* What to do:
For each record that follows, give it back exactly, with no pictures included.

(Natural-language object grounding data)

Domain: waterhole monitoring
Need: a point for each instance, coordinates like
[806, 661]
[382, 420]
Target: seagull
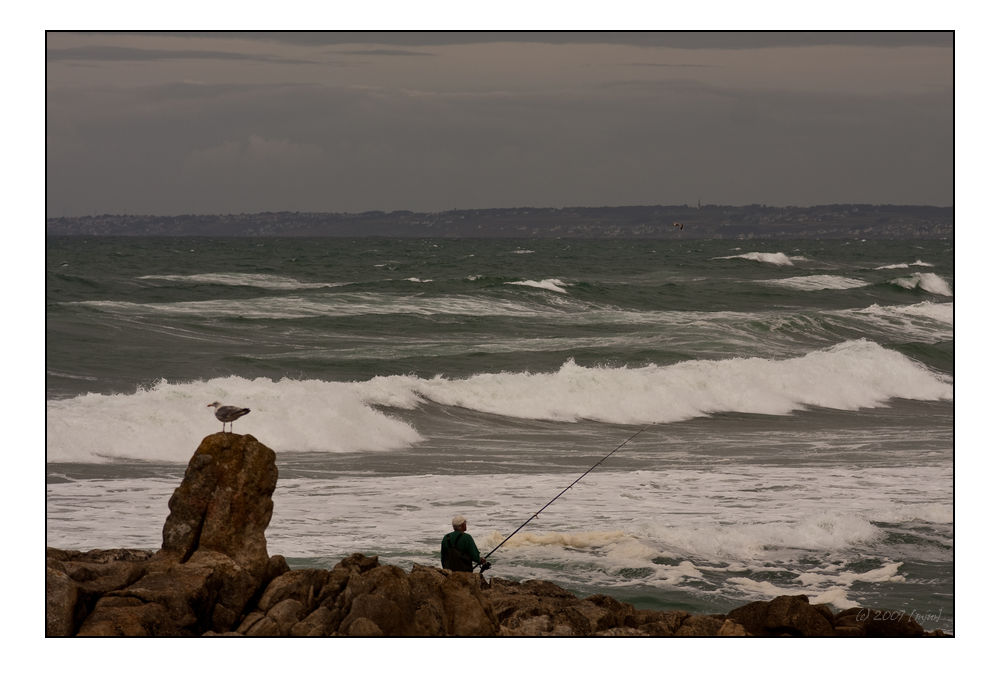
[227, 413]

* Answer box:
Domain: waterhole monitoring
Need: a point for each instance, coordinates like
[806, 661]
[382, 420]
Target: seagull
[227, 413]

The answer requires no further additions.